Start of Block

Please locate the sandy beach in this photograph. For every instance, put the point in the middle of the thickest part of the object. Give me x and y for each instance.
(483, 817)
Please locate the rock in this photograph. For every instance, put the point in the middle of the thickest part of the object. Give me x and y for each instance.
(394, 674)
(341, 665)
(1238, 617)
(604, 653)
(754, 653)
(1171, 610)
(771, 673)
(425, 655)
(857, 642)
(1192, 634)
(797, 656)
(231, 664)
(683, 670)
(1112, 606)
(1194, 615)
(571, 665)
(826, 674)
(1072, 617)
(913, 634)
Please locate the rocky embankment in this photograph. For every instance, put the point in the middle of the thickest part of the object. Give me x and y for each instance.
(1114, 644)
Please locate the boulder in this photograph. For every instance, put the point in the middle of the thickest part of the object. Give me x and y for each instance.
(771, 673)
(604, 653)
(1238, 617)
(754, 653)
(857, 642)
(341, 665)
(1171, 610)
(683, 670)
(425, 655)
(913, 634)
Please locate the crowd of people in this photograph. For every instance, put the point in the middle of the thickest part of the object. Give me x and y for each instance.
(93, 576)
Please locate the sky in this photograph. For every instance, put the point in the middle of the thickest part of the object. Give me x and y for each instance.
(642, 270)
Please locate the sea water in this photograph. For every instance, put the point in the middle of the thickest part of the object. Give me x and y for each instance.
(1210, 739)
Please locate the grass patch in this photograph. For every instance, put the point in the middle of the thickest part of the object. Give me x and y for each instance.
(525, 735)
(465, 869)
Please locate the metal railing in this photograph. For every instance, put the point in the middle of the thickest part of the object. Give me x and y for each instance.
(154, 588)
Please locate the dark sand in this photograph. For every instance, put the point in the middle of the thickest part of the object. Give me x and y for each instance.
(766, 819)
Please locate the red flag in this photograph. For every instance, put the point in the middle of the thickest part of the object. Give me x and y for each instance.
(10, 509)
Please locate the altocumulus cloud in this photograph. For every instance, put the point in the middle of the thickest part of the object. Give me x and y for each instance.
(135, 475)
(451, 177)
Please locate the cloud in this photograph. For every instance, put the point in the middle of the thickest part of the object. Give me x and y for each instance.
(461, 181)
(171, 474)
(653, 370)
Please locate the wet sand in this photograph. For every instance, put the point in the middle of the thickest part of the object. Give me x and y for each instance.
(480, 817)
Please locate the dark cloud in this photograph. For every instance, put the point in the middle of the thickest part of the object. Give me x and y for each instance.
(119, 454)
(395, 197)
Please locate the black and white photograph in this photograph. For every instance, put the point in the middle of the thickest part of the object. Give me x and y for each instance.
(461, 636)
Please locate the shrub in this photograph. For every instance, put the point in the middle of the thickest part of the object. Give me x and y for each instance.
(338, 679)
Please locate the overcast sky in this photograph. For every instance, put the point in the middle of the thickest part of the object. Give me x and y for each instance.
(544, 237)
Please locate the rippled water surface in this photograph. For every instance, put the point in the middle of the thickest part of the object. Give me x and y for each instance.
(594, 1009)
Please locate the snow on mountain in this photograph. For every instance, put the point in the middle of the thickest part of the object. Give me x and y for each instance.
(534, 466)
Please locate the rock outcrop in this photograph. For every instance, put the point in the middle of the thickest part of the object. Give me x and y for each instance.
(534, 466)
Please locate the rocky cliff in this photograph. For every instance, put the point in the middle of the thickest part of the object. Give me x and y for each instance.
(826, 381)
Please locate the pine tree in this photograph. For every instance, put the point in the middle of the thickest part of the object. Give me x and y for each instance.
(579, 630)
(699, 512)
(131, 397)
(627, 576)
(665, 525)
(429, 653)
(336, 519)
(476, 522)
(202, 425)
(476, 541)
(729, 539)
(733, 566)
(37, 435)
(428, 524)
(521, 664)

End of Block

# Exercise objective
From the records above, extract every line exactly as it stands.

# Answer to this exercise
Please locate the sandy beach in this photograph. For every instance, put the point in the middle of the thickest part of the object. Give me x and y for each instance.
(483, 817)
Please locate the rock in this photograph. For every instance, put the point in the middle of the thickest part of the object. Give me x and y for each instance.
(394, 674)
(341, 665)
(1238, 617)
(604, 653)
(754, 653)
(1171, 610)
(771, 673)
(425, 655)
(857, 642)
(1192, 634)
(797, 656)
(231, 664)
(683, 670)
(1112, 606)
(1194, 615)
(571, 665)
(826, 674)
(1072, 617)
(913, 634)
Please locate the rocky embankment in this photograph. For every instance, put the point in the middle of the thickest part of the object. Give me x and y for each instance.
(1114, 644)
Please locate the boulder in this photograph. For every instance, put the point in the middle of the thickest part of the object. Give me x and y for each instance.
(771, 673)
(604, 653)
(1238, 617)
(754, 653)
(857, 642)
(341, 665)
(1171, 610)
(683, 670)
(425, 655)
(913, 634)
Please locate the crowd of people in this photograph. For every instance, put the point in the middle of the thickest part of the object. Give me x and y for each instance.
(93, 576)
Please locate the sky in this photograph. For every instance, put the point in the middle of the thickest part of the object. Give me x and y for each instance.
(642, 270)
Please locate the sea water in this photograph. For every instance, put the point in the middle of the thickest part of the object. Give me x and y for each instance.
(1210, 739)
Please locate the grass patch in this photograph. For every instance, put the point in the middle of the thickest part of the object. Give me x and y for each instance.
(525, 735)
(465, 869)
Please locate the metal railing in this photograph. For every instance, put the point in the middle of the thickest part of the object. Give me x and y for each instance.
(154, 588)
Please locate the dark sand in this photograph. For every instance, put the point in the middle of the thickest part of the object. Give me x and y for each instance.
(766, 819)
Please locate the red flag in this photograph. For every instance, put the point in the middle of the thickest part of the object. Give me x and y for each instance.
(10, 509)
Please locate the altocumulus cloud in this photograph. For every instance, put the point in the middle of the thickest part of the object. Give me x and y for each instance.
(135, 475)
(451, 177)
Please locate the cloud in this photograph. For every instance, put the point in the middle of the thickest part of the object. Give me x and y for each instance.
(461, 181)
(171, 474)
(653, 370)
Please locate the wet sand in this photograph. For every instance, put the point in the middle of the thickest part of the object. Give me x and y for each instance.
(480, 817)
Please locate the dark cloud in this photograph. For every instance, put the point in the middle of the thickest part of the object. Give me x and y for each instance.
(119, 454)
(395, 197)
Please locate the black and white photograph in this photograph. For every instance, put the point in the middle of the thickest part of the object. Give me x and y for each instance.
(461, 636)
Please locate the shrub in this photograph. For every instance, put the point in the middle of the thickest part of the object. Give me x and y for each instance.
(338, 679)
Please locate the overcast sky in this photograph. For every instance, put the point in the middle of the thickest part of the object. Give me x and y for each instance.
(544, 237)
Please locate the rippled water surface in this photograph. For every instance, put the point in the middle of the thickest part of the object. Give me x and y for each instance.
(594, 1009)
Please locate the snow on mountain in this photograph. For every instance, put the point in the middle of the thickest part of the object. Give me x and y for each instance.
(534, 466)
Please locate the rock outcrop in this photograph. For every instance, put the point in the middle of the thickest part of the object. Give me x and y for each instance.
(534, 466)
Please locate the rocky cliff in this photograph. For every instance, put the point in the middle of the thickest part of the object. Give me x and y for each instance.
(826, 381)
Please locate the pine tree in this photograph. For every instance, put the point in the middle of the thickest part of the object. Give me x and y for each instance.
(579, 630)
(699, 512)
(131, 397)
(627, 576)
(665, 525)
(429, 653)
(336, 519)
(476, 522)
(202, 425)
(476, 541)
(729, 539)
(733, 566)
(37, 435)
(428, 524)
(521, 664)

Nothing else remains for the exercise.